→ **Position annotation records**
|---|

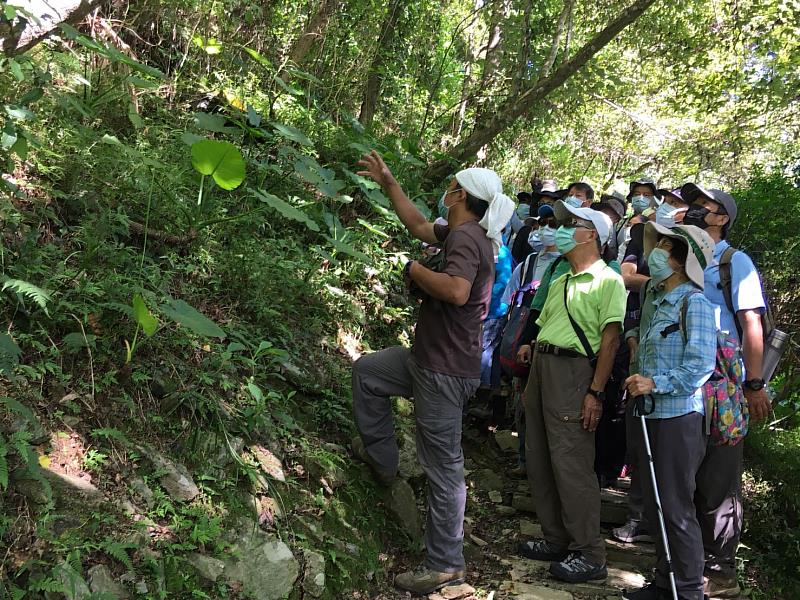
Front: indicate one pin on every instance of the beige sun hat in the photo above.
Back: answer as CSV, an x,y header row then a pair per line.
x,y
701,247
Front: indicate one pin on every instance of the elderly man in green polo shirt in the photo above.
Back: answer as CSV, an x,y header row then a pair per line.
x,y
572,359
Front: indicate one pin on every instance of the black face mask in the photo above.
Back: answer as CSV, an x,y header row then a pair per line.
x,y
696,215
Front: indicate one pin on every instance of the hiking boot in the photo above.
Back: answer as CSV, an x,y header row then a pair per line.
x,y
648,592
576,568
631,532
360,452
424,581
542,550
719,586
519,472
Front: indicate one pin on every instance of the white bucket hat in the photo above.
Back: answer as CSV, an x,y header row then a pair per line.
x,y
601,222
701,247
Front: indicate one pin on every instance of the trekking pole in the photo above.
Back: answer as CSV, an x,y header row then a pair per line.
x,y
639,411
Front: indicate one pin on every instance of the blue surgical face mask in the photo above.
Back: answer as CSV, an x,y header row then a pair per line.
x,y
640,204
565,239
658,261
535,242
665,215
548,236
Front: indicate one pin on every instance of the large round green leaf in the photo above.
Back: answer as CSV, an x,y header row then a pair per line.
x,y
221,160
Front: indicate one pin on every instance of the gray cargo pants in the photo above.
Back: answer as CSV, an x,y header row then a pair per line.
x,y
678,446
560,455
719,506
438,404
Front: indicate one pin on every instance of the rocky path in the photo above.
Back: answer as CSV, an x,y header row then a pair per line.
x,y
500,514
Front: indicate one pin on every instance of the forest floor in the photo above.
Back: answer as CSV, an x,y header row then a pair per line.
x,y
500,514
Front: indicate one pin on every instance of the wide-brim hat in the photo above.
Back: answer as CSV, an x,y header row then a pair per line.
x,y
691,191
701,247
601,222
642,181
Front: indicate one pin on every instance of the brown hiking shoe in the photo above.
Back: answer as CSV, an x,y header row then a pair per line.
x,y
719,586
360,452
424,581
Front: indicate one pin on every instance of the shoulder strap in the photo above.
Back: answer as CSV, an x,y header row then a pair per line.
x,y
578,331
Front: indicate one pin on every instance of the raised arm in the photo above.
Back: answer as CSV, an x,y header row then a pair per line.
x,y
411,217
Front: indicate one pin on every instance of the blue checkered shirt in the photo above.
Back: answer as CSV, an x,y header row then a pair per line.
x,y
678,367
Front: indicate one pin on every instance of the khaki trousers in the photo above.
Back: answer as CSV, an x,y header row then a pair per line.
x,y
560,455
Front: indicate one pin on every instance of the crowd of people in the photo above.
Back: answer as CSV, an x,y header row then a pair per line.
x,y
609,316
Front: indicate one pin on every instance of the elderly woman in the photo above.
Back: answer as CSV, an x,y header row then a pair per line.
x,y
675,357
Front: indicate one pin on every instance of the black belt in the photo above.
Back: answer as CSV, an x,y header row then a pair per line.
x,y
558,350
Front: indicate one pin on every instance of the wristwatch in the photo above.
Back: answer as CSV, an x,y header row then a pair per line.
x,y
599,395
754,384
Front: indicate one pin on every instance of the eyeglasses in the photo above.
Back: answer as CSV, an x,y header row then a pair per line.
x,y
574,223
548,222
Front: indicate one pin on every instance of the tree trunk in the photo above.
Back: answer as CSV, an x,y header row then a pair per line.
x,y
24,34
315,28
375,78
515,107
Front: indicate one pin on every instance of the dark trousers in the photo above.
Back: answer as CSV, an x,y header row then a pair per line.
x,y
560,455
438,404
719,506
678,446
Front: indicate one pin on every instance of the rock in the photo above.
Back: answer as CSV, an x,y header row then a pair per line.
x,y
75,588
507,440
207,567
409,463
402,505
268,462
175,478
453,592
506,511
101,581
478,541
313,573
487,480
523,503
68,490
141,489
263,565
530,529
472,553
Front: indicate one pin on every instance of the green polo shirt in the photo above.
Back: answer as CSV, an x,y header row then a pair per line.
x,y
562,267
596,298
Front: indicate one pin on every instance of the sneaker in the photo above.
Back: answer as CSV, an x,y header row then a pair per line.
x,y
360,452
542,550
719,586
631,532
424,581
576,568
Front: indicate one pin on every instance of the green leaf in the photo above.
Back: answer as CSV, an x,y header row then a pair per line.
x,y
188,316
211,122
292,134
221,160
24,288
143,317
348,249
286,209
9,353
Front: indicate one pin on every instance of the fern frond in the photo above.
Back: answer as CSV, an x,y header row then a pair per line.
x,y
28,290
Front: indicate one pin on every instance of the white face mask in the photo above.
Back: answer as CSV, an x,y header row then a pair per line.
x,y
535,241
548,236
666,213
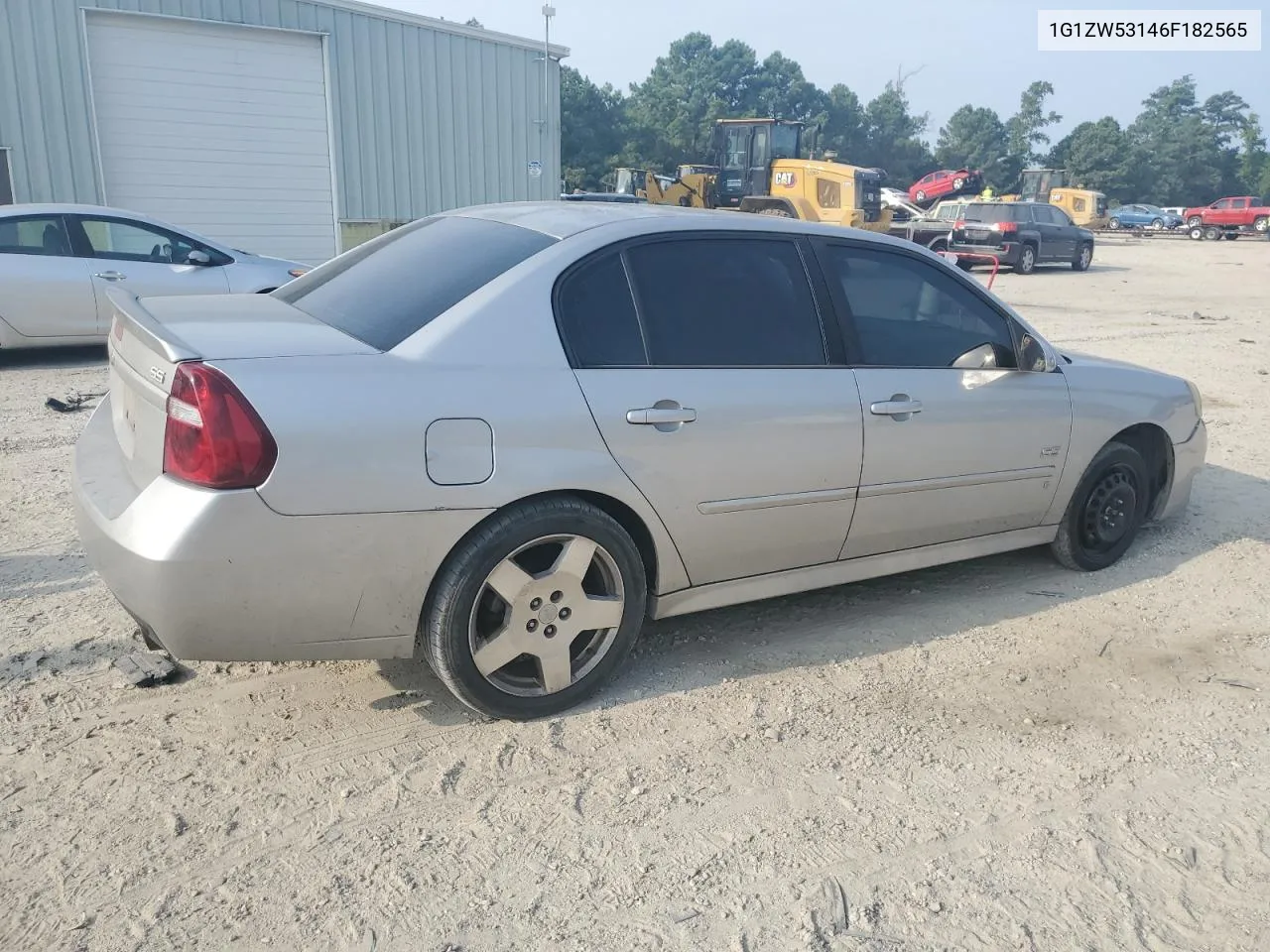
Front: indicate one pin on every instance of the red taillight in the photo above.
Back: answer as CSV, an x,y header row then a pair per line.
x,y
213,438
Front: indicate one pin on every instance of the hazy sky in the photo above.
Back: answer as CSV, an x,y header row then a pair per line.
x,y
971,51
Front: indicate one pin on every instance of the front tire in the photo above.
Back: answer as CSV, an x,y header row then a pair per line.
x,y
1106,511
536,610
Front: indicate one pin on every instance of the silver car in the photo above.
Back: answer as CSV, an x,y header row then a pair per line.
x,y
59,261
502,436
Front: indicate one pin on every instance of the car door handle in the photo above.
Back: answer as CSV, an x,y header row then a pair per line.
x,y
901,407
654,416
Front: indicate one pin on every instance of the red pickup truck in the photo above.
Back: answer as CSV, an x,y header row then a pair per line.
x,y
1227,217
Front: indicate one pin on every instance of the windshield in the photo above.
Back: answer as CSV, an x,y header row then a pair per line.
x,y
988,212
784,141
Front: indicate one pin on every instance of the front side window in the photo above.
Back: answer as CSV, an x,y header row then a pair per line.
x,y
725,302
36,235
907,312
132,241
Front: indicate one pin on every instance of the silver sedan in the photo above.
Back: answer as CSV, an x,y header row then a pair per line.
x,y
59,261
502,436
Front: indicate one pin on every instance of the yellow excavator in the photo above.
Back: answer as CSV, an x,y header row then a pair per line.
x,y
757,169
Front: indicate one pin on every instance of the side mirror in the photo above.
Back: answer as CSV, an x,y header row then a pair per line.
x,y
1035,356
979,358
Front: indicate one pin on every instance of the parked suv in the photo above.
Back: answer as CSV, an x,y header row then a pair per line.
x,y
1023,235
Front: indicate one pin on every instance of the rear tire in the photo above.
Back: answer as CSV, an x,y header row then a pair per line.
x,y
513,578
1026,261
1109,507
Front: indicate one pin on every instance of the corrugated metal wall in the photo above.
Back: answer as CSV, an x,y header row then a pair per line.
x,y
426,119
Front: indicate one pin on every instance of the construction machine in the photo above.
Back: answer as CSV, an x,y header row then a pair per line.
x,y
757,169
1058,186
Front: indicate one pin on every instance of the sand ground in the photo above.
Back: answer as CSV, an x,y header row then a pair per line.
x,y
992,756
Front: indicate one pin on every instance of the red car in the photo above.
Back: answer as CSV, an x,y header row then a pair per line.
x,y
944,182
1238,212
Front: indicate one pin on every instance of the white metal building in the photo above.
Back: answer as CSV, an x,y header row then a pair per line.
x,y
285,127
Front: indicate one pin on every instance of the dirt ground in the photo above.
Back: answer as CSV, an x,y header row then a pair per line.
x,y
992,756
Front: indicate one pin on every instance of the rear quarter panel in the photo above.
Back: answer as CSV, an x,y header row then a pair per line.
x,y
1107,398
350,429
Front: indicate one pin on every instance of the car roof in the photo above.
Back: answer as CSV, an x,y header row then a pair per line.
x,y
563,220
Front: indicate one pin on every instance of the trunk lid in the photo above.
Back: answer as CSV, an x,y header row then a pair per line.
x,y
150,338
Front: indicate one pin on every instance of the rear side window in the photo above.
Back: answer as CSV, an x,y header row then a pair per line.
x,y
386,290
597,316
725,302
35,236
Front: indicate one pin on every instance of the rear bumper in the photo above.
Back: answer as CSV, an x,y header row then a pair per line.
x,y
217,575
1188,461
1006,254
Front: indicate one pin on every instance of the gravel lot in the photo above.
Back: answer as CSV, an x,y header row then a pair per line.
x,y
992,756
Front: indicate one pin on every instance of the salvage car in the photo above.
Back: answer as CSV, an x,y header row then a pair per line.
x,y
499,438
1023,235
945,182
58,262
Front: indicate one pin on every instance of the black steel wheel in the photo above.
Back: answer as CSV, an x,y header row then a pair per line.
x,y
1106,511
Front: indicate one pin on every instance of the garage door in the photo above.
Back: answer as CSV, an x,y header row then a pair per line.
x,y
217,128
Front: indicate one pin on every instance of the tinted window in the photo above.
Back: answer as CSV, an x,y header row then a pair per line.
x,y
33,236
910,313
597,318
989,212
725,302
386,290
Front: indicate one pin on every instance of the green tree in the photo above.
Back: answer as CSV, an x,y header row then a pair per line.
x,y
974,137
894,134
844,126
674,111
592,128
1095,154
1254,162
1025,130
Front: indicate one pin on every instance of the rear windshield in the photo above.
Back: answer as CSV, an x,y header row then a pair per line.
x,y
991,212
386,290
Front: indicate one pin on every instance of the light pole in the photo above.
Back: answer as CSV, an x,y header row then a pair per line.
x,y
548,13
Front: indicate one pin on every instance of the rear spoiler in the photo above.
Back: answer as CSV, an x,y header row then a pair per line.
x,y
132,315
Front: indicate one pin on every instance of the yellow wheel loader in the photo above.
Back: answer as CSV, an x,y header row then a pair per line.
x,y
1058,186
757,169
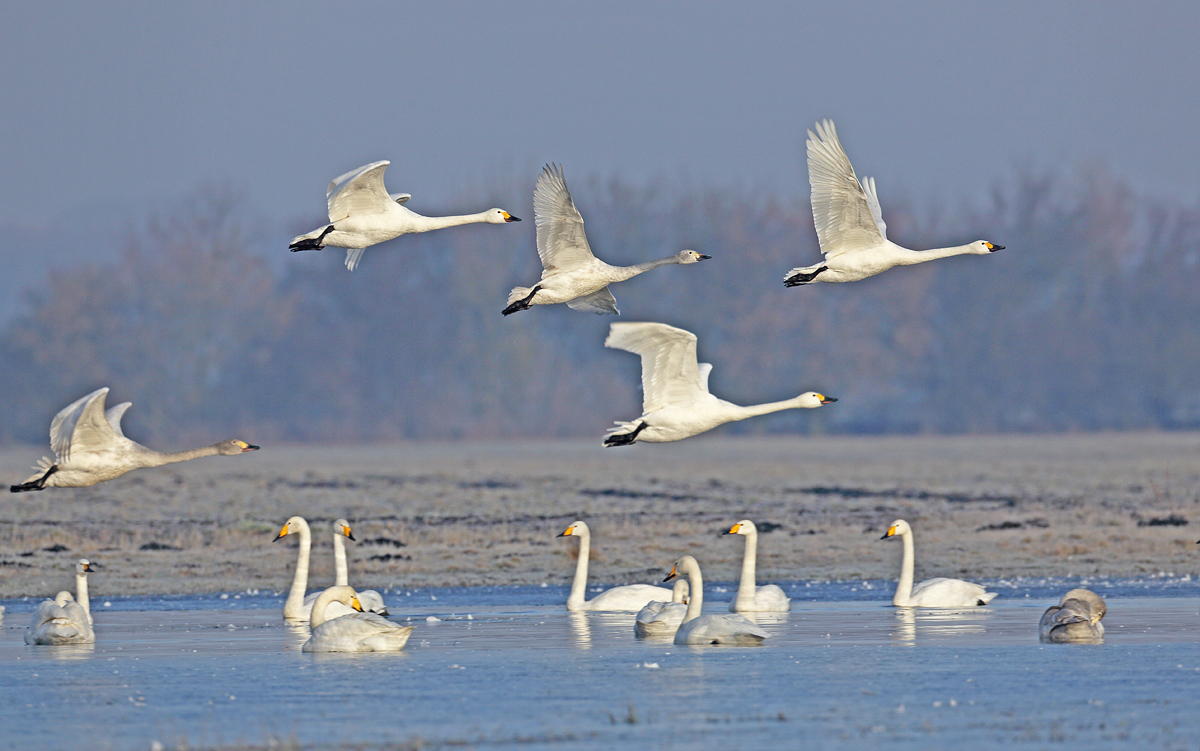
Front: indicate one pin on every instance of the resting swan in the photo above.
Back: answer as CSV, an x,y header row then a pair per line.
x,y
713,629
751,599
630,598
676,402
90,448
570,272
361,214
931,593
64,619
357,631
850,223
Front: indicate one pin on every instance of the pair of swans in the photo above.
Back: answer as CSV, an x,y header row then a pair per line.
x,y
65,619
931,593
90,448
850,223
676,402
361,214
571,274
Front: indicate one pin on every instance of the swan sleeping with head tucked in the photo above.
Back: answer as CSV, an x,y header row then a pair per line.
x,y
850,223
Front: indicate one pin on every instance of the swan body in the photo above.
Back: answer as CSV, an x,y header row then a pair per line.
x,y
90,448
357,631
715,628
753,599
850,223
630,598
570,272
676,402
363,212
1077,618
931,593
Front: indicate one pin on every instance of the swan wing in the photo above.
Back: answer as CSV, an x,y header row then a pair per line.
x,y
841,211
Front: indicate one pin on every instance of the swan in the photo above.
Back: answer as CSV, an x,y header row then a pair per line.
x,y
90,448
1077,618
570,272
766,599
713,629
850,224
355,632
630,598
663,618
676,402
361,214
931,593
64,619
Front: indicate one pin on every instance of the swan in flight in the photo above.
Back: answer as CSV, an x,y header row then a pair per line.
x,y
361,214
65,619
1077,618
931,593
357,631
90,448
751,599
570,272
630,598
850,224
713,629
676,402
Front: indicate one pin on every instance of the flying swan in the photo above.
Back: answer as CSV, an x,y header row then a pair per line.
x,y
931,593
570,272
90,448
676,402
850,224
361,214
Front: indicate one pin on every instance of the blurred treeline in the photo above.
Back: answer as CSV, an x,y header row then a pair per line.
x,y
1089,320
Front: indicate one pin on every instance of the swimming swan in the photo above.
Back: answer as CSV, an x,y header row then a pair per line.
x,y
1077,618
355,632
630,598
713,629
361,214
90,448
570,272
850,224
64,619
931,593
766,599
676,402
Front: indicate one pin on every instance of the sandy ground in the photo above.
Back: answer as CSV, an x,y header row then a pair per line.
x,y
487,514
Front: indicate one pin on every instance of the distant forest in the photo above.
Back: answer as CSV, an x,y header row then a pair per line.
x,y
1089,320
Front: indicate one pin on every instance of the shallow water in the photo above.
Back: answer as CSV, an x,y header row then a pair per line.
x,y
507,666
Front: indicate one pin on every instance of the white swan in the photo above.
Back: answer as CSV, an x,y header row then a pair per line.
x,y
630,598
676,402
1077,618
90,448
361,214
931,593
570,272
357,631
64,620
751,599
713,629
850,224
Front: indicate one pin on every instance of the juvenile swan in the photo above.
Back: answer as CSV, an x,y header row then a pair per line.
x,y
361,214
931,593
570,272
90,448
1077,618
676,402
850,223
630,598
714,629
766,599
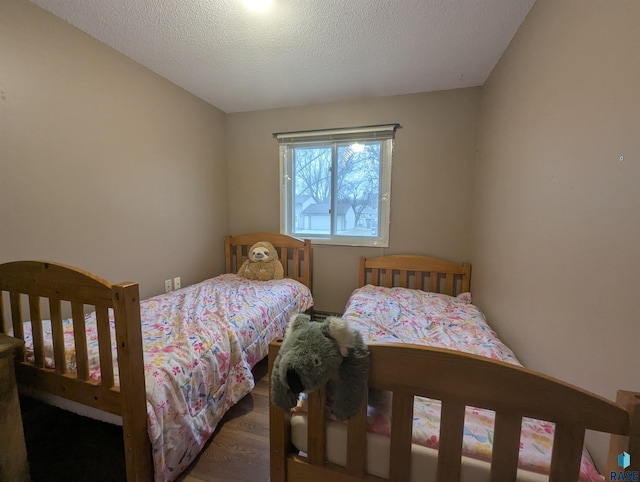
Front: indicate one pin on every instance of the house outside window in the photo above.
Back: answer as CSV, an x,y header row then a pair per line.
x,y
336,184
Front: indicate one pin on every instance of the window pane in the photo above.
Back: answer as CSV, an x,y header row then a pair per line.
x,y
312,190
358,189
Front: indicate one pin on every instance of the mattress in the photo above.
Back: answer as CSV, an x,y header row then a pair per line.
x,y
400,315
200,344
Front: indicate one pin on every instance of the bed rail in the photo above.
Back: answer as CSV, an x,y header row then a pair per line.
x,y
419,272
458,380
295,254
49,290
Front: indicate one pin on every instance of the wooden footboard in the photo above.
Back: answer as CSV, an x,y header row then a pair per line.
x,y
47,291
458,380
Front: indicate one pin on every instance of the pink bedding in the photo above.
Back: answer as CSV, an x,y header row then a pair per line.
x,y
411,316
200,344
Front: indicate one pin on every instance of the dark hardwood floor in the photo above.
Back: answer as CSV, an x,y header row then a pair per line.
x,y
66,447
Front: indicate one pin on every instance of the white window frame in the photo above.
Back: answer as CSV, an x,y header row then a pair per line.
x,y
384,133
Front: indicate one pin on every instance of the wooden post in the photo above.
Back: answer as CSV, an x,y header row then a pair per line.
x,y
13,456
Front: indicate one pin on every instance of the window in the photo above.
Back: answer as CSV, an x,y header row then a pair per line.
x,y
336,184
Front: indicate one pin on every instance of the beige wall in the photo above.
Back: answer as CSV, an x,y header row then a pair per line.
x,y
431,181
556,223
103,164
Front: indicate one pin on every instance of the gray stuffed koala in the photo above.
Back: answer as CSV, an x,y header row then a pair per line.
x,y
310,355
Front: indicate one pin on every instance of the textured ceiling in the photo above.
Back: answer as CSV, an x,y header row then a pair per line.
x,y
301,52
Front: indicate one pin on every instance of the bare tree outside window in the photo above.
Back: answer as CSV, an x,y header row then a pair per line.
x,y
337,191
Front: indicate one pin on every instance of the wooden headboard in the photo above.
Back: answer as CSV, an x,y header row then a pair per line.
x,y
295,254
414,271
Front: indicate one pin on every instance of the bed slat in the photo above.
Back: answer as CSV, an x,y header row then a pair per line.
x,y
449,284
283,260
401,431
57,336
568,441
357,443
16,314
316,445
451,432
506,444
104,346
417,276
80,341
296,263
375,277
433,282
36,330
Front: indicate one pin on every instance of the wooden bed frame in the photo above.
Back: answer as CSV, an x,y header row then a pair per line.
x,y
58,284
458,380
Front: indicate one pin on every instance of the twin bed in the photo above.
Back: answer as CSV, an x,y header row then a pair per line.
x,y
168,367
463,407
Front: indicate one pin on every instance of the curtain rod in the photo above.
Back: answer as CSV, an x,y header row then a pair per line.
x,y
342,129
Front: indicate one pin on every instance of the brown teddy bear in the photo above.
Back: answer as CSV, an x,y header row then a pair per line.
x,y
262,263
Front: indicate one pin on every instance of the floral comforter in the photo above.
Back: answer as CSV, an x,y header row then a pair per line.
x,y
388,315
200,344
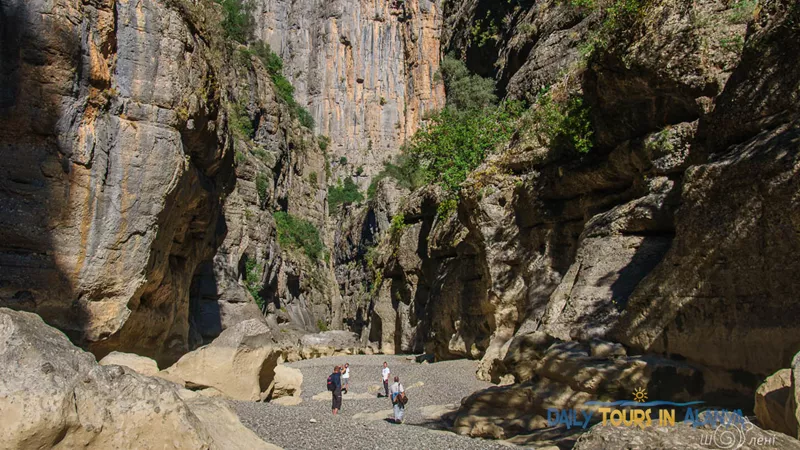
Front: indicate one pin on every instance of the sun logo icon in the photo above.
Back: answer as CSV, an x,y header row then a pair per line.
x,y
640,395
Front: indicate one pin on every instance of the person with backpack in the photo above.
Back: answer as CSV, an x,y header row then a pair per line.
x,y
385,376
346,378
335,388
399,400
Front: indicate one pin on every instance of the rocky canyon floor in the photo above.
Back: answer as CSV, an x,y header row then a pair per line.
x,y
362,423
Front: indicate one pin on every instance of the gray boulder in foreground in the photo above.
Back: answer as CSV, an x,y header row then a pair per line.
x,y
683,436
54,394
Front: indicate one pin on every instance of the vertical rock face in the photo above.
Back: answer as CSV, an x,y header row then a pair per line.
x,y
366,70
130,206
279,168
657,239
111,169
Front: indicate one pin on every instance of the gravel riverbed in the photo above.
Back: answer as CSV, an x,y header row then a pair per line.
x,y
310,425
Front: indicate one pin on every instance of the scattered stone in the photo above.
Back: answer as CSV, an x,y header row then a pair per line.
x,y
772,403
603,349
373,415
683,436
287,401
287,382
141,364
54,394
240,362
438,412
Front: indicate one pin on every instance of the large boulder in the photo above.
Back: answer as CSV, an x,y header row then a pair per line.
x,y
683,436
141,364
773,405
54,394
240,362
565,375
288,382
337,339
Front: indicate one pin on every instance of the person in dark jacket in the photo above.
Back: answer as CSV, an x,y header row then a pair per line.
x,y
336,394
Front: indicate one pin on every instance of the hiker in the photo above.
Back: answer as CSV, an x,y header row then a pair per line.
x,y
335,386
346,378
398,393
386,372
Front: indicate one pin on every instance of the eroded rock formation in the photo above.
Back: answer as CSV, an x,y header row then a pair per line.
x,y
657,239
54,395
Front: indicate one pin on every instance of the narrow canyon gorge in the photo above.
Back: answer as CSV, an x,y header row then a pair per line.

|---|

Return the line that contains "Front: indicate one pin on every instance of the scattered" and all lines after it, verbatim, and nothing else.

→ **Final result**
Front: indicate one pin on every instance of the scattered stone in the photo above.
Back: answer as CSV, an x,y header row then a pair per line.
x,y
772,403
603,349
373,415
683,436
287,401
287,382
141,364
54,394
240,362
438,412
Front: indicate one pin on every instance of the large boulder in the photo above.
Back: answer as CSV, an x,y header row then a pair per line.
x,y
683,436
141,364
773,405
54,394
240,362
565,375
288,382
337,339
Front: indicate one pin on every instance of the person in dark jacket in the photo above.
Back: answer as CSV, an x,y header row then a pair per line.
x,y
336,394
Front: indicate one pin on every instance of the hiker in the photo above.
Back: answer as CSV, an x,y header row then a pair per line.
x,y
335,386
346,378
398,393
386,372
Front: indicate one pin on every instance of the eroded rock formation in the photo above.
Back: answer as CSV, an x,y header row then a pair per line.
x,y
657,239
54,395
Front: indicate one pin on every instance of the narrow canyon gorge in the photo above.
Back: answer as CSV, an x,y header row then a pair per line.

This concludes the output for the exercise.